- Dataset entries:
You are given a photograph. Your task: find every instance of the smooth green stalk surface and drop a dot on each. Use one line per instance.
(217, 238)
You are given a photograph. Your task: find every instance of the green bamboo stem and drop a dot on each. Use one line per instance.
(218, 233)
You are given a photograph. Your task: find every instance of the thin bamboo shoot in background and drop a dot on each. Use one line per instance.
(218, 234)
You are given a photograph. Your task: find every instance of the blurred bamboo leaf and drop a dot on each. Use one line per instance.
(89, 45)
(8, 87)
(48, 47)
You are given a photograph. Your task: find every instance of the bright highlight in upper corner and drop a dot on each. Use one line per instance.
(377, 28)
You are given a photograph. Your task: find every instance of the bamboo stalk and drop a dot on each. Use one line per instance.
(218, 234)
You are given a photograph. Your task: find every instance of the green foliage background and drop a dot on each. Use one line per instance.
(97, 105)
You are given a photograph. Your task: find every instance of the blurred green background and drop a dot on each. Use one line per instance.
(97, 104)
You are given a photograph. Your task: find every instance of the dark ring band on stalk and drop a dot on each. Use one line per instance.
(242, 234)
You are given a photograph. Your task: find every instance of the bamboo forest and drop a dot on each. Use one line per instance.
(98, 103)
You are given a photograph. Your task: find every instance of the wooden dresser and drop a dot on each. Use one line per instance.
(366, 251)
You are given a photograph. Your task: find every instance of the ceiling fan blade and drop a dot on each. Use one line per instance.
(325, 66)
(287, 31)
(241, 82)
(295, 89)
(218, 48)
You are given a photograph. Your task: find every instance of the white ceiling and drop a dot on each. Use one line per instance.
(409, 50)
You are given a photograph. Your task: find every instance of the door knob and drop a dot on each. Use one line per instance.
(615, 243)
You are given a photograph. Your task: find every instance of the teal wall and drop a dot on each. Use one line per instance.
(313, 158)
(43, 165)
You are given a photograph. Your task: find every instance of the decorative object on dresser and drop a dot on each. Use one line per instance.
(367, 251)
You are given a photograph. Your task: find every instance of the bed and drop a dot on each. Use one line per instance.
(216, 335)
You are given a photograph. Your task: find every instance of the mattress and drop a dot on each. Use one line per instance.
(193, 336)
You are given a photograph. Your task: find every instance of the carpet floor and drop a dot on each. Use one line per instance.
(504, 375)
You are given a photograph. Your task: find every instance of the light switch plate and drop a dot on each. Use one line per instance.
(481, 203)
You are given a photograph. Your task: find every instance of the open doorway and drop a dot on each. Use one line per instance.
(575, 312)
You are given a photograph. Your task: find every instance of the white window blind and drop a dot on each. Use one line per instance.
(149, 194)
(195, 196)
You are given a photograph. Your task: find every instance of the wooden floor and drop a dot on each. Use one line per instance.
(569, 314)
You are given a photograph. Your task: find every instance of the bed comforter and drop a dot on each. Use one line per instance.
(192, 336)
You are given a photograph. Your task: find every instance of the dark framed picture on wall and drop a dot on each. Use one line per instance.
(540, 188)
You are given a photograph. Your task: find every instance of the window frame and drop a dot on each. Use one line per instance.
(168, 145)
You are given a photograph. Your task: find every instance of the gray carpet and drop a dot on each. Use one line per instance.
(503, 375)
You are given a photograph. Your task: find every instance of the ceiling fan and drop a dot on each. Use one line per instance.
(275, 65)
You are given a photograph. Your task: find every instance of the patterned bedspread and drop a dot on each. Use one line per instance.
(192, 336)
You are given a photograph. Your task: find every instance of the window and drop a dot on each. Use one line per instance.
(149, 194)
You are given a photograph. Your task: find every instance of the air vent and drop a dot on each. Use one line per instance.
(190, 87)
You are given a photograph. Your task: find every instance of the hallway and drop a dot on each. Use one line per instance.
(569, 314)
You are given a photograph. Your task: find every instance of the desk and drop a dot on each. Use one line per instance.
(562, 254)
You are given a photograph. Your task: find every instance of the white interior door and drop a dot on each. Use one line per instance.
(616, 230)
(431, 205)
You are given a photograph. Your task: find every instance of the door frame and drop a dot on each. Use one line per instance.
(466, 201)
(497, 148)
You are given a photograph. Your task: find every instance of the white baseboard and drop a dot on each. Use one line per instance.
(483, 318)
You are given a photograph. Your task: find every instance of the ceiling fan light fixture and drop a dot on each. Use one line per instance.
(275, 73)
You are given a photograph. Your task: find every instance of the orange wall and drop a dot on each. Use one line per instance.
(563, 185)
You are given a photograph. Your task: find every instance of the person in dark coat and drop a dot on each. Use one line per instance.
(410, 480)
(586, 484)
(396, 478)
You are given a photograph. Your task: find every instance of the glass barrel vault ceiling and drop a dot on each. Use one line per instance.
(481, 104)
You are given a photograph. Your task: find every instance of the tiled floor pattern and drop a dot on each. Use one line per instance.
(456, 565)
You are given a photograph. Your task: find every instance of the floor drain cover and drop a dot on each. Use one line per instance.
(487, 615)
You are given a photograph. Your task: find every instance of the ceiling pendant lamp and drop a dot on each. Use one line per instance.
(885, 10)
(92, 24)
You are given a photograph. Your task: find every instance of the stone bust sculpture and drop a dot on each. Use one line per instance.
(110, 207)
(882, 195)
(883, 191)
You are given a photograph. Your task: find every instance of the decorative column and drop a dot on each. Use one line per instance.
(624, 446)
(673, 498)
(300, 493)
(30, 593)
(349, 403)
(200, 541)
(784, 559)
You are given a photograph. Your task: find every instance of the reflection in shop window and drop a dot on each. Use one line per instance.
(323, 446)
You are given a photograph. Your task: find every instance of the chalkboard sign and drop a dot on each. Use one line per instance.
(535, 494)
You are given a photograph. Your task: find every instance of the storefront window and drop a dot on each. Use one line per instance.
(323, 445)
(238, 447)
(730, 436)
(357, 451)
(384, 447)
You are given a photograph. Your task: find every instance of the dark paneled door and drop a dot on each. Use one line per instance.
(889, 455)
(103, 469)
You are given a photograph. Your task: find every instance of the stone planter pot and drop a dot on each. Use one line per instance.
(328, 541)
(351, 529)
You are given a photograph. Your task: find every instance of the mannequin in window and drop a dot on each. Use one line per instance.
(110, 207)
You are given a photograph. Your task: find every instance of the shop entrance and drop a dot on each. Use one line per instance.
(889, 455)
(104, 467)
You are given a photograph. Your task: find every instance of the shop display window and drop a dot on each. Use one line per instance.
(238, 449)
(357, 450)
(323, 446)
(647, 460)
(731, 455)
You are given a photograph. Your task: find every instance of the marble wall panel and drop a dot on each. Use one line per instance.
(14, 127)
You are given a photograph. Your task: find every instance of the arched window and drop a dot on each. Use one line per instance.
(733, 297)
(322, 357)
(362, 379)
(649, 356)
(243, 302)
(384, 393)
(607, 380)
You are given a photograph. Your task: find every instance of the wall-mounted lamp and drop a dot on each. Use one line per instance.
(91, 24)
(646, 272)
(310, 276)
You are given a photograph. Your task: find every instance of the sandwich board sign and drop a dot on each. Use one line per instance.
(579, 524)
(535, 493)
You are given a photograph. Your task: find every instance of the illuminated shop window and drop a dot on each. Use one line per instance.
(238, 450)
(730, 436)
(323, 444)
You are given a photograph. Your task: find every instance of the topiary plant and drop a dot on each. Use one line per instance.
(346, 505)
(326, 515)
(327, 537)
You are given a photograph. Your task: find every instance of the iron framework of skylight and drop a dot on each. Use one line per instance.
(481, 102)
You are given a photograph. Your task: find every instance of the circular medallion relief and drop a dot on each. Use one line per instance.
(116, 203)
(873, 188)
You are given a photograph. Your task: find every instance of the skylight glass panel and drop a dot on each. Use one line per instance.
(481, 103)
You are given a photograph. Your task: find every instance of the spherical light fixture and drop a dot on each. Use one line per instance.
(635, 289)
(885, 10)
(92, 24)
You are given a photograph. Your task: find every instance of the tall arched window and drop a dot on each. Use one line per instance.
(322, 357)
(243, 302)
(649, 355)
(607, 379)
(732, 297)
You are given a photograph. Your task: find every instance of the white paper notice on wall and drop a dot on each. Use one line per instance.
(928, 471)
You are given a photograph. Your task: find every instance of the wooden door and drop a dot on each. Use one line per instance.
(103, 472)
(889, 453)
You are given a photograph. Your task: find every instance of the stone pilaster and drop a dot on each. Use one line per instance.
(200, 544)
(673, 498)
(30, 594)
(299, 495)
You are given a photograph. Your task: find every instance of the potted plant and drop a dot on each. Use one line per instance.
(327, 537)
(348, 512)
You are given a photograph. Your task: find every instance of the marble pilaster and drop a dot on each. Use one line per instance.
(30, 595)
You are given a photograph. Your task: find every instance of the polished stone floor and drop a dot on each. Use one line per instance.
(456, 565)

- ACTIVITY: Copy each line, exactly, that falls between the line containing "the wooden door" and the end of the entries, both included.

- THE COMPLETED TASK:
You are given a photograph. Your task: find every instance of the wooden door and drop a dot on each. Use one line per instance.
(103, 472)
(889, 453)
You are given a photograph. Your task: find every instance of the stone pilaster and drop a dot on each. Use one line per instance.
(200, 544)
(673, 498)
(30, 594)
(299, 495)
You are given a photograph. Your task: find every instance of the potted plant and drop a dot on each. Use one line per instance.
(327, 537)
(348, 512)
You are given a photograph. Your task: find every instance of the marble pilaster and drop a dot on each. Use one line per instance.
(30, 595)
You are given a photograph. Your task: find every instance of the polished stone floor and drop a dot on each. Use one line per instance.
(456, 565)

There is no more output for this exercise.